■ **Activity**:
For the data below, give again exactly the lines from the one containing "indicate the green lawn, one dot per instance" through the one containing "indicate the woman", both ends included, and no others.

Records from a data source
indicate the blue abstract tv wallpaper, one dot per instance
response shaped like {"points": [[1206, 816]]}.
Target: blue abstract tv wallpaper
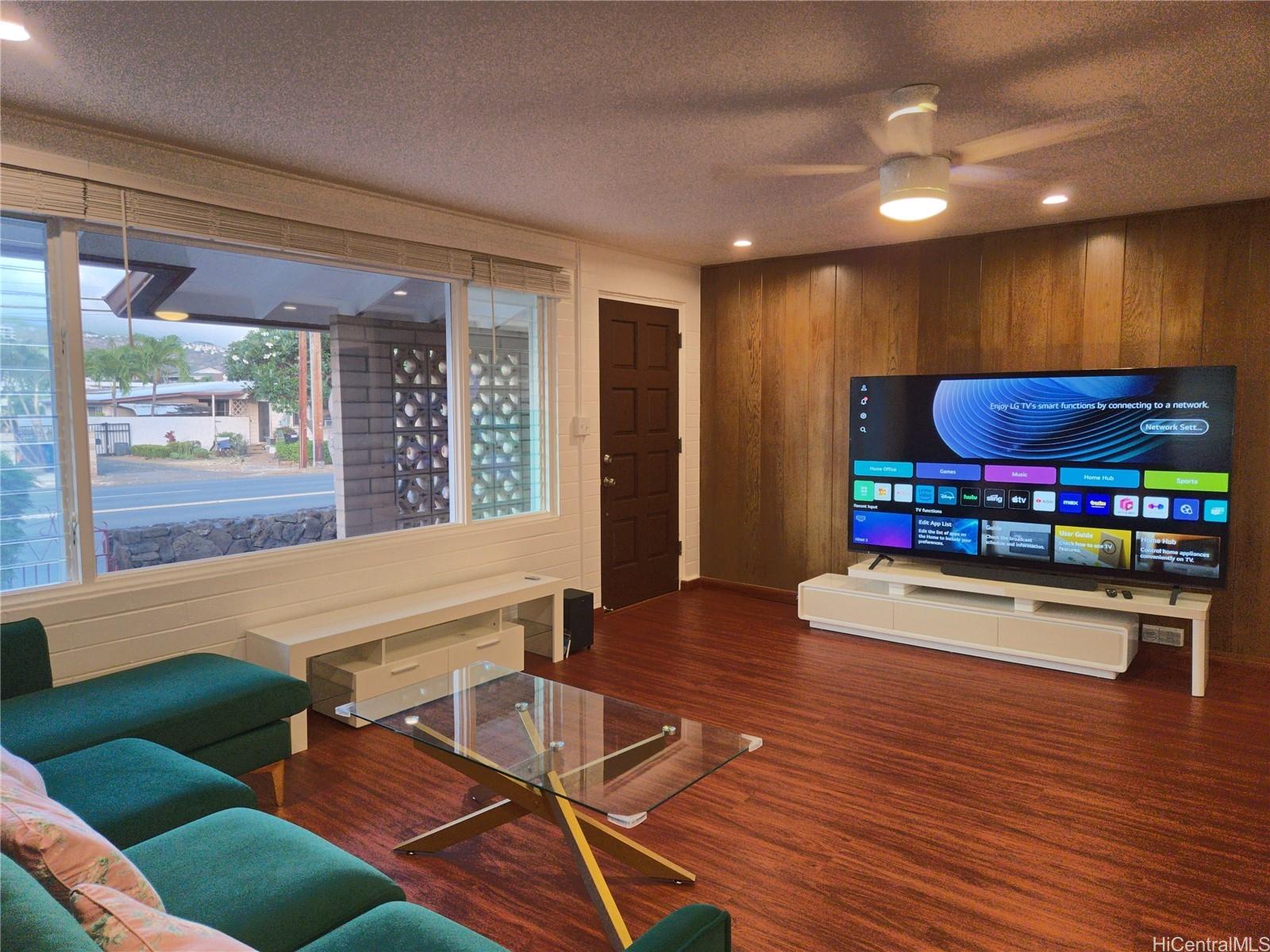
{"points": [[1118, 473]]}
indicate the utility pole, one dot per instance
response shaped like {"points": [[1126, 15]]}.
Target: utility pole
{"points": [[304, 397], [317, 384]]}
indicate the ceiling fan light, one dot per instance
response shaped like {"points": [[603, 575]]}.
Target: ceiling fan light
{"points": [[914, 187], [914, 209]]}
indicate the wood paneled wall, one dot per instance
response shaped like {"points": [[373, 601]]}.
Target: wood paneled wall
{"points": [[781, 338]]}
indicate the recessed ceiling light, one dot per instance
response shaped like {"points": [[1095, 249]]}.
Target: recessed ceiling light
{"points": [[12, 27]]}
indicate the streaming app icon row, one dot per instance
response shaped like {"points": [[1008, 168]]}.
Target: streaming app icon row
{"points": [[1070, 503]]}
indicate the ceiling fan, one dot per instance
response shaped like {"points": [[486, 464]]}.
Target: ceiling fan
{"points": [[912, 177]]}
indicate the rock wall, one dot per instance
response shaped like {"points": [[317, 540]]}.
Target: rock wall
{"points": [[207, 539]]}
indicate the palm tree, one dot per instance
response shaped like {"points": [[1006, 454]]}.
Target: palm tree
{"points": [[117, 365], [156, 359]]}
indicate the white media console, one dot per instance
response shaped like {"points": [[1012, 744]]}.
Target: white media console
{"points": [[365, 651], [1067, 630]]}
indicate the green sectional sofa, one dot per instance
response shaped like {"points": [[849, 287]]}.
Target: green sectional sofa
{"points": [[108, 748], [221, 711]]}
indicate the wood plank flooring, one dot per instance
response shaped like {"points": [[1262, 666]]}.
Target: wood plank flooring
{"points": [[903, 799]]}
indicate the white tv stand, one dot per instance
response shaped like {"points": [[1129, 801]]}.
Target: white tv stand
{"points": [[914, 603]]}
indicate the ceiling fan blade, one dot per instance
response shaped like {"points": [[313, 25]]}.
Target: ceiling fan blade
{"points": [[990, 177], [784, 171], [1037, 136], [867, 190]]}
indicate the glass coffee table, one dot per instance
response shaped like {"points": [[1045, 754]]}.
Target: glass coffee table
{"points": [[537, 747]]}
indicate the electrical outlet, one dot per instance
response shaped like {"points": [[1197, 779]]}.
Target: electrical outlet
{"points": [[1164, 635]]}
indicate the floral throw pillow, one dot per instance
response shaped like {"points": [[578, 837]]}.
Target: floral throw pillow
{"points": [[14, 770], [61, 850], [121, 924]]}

---

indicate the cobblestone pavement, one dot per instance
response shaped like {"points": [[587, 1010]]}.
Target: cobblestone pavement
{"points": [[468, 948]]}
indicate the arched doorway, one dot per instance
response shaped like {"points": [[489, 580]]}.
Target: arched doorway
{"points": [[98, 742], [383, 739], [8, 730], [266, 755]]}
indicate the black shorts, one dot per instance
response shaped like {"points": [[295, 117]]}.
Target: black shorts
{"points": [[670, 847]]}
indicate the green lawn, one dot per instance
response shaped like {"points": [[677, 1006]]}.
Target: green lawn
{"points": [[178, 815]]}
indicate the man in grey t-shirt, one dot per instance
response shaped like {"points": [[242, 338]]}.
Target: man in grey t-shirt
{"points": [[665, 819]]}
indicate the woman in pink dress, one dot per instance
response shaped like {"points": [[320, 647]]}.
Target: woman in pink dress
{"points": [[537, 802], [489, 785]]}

■ **Solution for this task**:
indicate the green lawn, one dot per instance
response shaped like {"points": [[677, 1006]]}.
Target: green lawn
{"points": [[178, 815]]}
indicate the man in grey t-shirt, one dot per instance
response shaped like {"points": [[242, 338]]}.
Target: man in grey t-shirt
{"points": [[665, 819]]}
indicate the woman in pink dress, one dot per instance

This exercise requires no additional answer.